Records from a data source:
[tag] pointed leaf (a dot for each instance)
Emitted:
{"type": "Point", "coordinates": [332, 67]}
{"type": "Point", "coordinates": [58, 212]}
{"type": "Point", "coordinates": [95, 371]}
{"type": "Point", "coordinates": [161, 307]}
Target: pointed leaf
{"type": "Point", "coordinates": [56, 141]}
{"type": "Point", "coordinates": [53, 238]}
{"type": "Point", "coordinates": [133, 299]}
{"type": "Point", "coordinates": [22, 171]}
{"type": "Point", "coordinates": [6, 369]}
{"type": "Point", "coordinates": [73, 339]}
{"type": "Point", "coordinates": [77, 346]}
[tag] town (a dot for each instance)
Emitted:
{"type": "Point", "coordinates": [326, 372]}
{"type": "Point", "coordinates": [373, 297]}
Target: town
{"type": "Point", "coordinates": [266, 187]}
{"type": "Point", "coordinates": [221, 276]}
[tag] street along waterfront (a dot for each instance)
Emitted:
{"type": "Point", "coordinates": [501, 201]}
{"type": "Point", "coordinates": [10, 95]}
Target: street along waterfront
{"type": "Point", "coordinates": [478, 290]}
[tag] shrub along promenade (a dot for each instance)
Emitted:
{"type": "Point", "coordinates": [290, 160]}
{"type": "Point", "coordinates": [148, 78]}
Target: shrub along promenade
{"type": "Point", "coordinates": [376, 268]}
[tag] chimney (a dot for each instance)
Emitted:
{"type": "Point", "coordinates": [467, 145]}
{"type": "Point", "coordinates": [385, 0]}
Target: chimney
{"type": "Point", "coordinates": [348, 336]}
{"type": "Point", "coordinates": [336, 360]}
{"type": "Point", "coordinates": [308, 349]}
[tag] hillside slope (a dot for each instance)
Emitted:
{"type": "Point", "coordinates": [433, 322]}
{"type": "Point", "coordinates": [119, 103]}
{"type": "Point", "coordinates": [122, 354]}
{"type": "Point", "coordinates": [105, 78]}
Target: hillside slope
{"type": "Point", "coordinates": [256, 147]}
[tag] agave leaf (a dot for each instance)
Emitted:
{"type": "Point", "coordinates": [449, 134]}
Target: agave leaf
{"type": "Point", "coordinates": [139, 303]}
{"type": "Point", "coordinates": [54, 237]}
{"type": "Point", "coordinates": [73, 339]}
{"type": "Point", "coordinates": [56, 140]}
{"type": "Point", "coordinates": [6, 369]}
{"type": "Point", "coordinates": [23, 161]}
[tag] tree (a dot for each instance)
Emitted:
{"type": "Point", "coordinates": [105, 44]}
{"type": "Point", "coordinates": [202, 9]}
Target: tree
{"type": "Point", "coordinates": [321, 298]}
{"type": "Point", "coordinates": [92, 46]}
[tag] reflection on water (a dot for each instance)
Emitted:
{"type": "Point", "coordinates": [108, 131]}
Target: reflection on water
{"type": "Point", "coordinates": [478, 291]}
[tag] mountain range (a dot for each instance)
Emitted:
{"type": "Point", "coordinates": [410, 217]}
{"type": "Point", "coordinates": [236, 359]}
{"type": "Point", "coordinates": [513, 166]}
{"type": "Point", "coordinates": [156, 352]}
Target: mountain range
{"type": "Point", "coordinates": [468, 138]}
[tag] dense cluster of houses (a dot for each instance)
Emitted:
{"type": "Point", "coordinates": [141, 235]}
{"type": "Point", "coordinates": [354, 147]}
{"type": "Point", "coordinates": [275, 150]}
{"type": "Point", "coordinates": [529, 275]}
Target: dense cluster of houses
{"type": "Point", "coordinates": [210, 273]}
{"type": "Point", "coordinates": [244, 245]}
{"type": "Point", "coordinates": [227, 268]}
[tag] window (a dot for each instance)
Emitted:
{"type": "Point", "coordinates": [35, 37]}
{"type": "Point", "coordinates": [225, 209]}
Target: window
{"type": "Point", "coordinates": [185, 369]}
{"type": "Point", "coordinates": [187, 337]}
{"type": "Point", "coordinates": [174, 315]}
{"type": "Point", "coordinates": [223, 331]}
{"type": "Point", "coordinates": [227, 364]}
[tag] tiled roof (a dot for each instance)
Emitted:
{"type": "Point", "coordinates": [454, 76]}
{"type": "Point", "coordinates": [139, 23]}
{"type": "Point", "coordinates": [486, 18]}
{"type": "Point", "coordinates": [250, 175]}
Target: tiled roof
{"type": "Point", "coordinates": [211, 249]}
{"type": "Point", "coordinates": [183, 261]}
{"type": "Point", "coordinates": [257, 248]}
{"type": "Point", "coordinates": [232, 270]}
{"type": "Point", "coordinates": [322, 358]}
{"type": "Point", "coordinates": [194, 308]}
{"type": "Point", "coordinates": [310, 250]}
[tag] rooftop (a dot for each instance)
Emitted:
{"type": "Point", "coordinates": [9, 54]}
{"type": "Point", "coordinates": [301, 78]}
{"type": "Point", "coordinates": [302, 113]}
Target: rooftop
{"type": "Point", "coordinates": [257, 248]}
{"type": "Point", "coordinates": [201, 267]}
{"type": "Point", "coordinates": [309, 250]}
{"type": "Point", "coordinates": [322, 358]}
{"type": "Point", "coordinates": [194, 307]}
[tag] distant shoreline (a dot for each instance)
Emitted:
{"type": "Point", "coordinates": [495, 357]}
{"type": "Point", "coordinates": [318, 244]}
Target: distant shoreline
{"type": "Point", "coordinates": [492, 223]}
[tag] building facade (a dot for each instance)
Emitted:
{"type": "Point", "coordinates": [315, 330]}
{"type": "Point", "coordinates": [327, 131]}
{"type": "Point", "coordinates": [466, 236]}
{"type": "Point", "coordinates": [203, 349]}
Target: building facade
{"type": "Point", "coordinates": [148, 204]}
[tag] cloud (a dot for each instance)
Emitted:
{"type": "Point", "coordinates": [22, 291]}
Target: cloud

**WHAT IS REQUIRED**. Beginning with the line that has "Target: building facade", set down every line of the entries above through the final one, unchanged.

**FINISHED TASK**.
Target: building facade
{"type": "Point", "coordinates": [148, 204]}
[tag] cloud (a dot for each instance)
Emitted:
{"type": "Point", "coordinates": [22, 291]}
Target: cloud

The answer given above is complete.